* **AVAILABLE RECORDS**

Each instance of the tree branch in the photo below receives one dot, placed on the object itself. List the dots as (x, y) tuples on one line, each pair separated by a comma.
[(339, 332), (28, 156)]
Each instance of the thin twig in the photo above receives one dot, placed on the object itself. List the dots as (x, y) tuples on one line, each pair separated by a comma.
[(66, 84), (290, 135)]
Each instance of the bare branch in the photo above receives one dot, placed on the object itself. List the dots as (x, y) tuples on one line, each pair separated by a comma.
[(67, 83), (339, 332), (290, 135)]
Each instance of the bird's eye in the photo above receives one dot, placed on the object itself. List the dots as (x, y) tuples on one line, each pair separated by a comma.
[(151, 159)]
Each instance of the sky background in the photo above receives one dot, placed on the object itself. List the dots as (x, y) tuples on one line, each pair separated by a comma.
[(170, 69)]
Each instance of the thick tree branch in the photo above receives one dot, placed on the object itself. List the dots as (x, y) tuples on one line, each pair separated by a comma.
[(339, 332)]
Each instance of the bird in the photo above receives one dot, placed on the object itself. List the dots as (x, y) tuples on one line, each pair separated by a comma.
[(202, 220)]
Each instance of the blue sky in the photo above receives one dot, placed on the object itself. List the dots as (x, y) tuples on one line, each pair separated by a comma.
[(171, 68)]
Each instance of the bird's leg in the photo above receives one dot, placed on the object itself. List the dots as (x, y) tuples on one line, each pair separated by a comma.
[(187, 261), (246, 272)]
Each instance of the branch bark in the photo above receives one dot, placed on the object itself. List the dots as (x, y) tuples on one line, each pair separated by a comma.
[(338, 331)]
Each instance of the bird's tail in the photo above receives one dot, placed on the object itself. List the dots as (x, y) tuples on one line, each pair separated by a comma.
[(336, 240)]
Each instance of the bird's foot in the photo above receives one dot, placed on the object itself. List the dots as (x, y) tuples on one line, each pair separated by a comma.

* **SHORT PROBLEM**
Copy all of the material above word for word.

* **REPLY**
Each instance of the tree branch in the photo below receives one dot, placed on the object itself. List the dots as (x, y) tuples on one line, each pair separated by a comma.
[(339, 332), (28, 156)]
Each instance of the thin twig in the photo above receives one dot, placed on the object itself. List the dots as (x, y) tuples on one line, each pair separated by a comma.
[(66, 84), (290, 135)]
Each instance of the bare branch in the photo above receives one dot, placed on the object itself. List the dots as (x, y) tuples on one line, each pair separated by a comma.
[(67, 83), (339, 332), (290, 135)]
Each instance of the bird's eye in the photo above receives one dot, placed on the object itself. List the dots as (x, y) tuples on one line, each pair separated by a comma.
[(151, 159)]
Each instance of the sky background in the photo above receives one dot, placed on the object itself. List the dots as (x, y) tuples on one line, each pair separated by a comma.
[(170, 69)]
Each instance of the thick tree branch in the photo above receives one dot, placed on the object itself. List the dots as (x, y) tuples on one line, each pair separated by a comma.
[(339, 332)]
Each instance of the bird in the photo above receives one dot, placed on the object itself. List the dots as (x, y) tuples on one line, each pair separated by a comma.
[(202, 220)]
Each instance of the blue sky in the photo above receives one dot, placed on the object itself. List the dots as (x, y) tuples on one line, each pair separated by a comma.
[(171, 68)]
Each instance of the bird's leg in the photo above receives one dot, placed on the object itself. List the dots as (x, y) tuples on one line, each pair separated by a comma.
[(187, 261), (246, 272)]
Each instance of the branch bark in the photo above receives one dot, placed on the object itself. List the dots as (x, y) tuples on one line, each pair separated by a comma.
[(338, 331)]
Each instance of the bird's tail in the photo above receives one dot, placed on the object itself. List the dots as (x, y) tuples on one line, each pair separated by a comma.
[(336, 240)]
Each instance of the bird's foot in the photo above receives one dot, placed on the object itself. List the dots as (x, y) tuples on one line, each pair separated by a comma.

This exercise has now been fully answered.